## [How to complete this task]
Pick up the article on COVID-19 relationship stress and expected separations where it stops, and continue writing it.

The Great Separation: Why divorce rates are expected to rise

They say absence makes the heart grow fonder ... but what happens when you and your partner are stuck together within the same four walls during a pandemic?

New research from amica (an Australian Government-backed online separation tool), shows COVID-19 has led to significant increases in relationship stress.

An upset and crying woman looks distressed as she stands opposite a man.
Will increased relationship stress from COVID-19 trigger rise in separations? Photo: Getty Images

In fact, more than one-in-five Australians (21%) reported that COVID-19 put their relationship under pressure, with a further eight per cent saying the pandemic had led them to consider separating from their partner.


So what does this mean for the months ahead?

Will there be a "Great Separation" to match the "Great Resignation" we've already been warned about?

two women angry looking away
Will there be a 'Great Separation'? Photo: Getty

Relationship stress worse in lockdown states

The research shows, for those states living through extended lockdowns, increased stress levels also spread to relationships.

Up to 37 per cent of people in NSW and 32 per cent of Victorians experienced increased relationship stress or considered separating.

In regions with less time in lockdown, relationship stress rates were lower.

South Australia reported the lowest rate of only 10 per cent.

Young couples hit harder

Interestingly, couples aged 18-34 experienced higher relationship stress rates (40 per cent), compared with couples aged 35-44 (28 per cent), 45-54 (30 per cent) and 55+ (17 per cent).

With support networks fractured by lockdown restrictions and distance, many couples have been facing pandemic challenges on their own, with reduced external input and little time away from each other.

Two people sitting next to one another with their hands intertwined.
Younger couples have experienced higher rates of relationship stress during COVID-19. Photo: Getty Images

Rise in separation rate

According to amica project chief and National Legal Aid Director, Gabrielle Canny, couples who have been holding it together to get through this time may now look to separate.

## [Information shown]

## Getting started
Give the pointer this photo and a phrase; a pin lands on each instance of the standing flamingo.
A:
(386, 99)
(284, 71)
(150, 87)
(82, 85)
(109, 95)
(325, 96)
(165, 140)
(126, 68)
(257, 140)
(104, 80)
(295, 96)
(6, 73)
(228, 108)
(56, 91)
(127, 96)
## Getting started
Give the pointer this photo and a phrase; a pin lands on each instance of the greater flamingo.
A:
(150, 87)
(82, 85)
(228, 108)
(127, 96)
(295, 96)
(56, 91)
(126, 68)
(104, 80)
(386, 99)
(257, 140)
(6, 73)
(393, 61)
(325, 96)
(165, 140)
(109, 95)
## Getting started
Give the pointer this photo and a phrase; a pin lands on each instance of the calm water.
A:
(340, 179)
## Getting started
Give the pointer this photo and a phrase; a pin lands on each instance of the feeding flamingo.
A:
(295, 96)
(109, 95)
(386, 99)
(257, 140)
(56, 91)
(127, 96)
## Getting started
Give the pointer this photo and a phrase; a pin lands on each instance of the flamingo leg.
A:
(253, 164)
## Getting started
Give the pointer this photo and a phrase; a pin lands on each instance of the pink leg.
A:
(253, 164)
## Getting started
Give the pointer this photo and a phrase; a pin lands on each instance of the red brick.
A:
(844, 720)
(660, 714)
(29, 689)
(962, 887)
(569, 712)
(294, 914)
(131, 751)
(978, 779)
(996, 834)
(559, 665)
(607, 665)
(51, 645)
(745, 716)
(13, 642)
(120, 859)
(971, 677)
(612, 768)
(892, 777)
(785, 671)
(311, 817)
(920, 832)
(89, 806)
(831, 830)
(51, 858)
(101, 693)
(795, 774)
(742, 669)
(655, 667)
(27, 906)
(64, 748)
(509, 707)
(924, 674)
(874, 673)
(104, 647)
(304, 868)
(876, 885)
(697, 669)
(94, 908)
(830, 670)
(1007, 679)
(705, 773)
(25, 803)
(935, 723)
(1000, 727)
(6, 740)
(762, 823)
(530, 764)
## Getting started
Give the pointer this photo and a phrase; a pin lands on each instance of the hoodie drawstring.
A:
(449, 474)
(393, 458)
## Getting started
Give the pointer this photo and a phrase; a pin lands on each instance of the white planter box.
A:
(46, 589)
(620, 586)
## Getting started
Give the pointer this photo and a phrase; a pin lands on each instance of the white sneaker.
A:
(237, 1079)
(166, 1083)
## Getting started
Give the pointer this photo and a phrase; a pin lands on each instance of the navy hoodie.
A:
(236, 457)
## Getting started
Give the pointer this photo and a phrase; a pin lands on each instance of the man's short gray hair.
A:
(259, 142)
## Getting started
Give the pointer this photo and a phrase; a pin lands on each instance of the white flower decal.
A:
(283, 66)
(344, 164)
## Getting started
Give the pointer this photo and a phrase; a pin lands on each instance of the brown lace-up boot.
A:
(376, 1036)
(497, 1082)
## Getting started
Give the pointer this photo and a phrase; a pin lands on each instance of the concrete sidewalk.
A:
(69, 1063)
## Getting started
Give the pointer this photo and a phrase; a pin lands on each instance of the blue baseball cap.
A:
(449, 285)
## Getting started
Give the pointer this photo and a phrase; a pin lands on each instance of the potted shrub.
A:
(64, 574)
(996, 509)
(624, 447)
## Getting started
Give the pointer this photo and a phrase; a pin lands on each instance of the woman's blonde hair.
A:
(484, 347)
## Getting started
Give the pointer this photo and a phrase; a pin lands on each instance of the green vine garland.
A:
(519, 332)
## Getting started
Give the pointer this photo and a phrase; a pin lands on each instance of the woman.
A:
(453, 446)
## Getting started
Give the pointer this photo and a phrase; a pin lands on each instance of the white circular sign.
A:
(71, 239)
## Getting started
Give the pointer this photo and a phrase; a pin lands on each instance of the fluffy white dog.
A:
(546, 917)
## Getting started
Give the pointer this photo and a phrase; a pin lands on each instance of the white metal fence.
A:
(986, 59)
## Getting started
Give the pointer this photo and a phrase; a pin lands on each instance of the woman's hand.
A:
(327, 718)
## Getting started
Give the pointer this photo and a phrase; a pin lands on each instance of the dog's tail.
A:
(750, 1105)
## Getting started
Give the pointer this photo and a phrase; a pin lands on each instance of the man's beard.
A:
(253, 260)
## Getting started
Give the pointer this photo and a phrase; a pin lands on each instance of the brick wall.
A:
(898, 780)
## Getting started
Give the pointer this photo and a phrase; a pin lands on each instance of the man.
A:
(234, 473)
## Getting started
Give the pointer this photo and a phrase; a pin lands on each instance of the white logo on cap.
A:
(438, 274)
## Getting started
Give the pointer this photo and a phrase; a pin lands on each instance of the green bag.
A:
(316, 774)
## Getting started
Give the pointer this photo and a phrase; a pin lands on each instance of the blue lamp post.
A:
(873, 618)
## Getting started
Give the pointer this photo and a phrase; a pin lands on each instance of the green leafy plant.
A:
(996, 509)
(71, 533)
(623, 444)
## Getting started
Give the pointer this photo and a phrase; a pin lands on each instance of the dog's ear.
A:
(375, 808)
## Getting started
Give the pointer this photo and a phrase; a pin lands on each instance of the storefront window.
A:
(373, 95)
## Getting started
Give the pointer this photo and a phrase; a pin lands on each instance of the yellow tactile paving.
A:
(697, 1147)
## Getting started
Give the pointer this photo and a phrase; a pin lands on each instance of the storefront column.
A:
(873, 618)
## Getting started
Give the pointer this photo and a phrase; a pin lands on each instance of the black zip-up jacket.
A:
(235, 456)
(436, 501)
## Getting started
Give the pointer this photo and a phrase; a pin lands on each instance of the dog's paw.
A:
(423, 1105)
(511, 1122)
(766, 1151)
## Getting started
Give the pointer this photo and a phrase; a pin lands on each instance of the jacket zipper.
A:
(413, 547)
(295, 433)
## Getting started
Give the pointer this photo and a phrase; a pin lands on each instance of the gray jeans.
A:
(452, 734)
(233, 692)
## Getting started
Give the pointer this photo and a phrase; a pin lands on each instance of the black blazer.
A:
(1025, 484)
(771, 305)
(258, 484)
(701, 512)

## [Exercise response]
“The last two years have been extremely challenging for all Australians ... we anticipate that there are tens of thousands of couples who have held things together as long as they can, but now want to move on …," Gabrielle said.

This could mean we see a rise in Australia's divorce rate.

Reducing the stress of separation

Gabrielle shared a powerful reminder for couples looking to separate without “becoming one of those bitter and expensive separation horror stories we so often hear about”.

“The best piece of advice I can give to couples who feel their relationship has run its course is to do your research and arm yourself with information, before you arm yourself with a lawyer,” she said.

Person in suit separates two stacks of coins.
amica is an online separation tool designed by family lawyers which helps to guide separating couples through the process. Photo: Getty Images

But there is hope in the research findings.

“The good news from our research is that one-in-five (22 per cent) people say their relationship has improved over the course of the pandemic and 48 per cent say it has had no impact on them," Gabrielle said.

We also see that relationship stress is lower in those places which avoided prolonged lockdowns, such as South Australia, where just 1 in 10 people say the pandemic and ensuing lockdowns have had a negative impact on their relationship.

"This gives hope to those in NSW, the ACT and Victoria, for example, that now lockdowns are lifted, your relationship could also improve and become stronger,” Gabrielle concluded.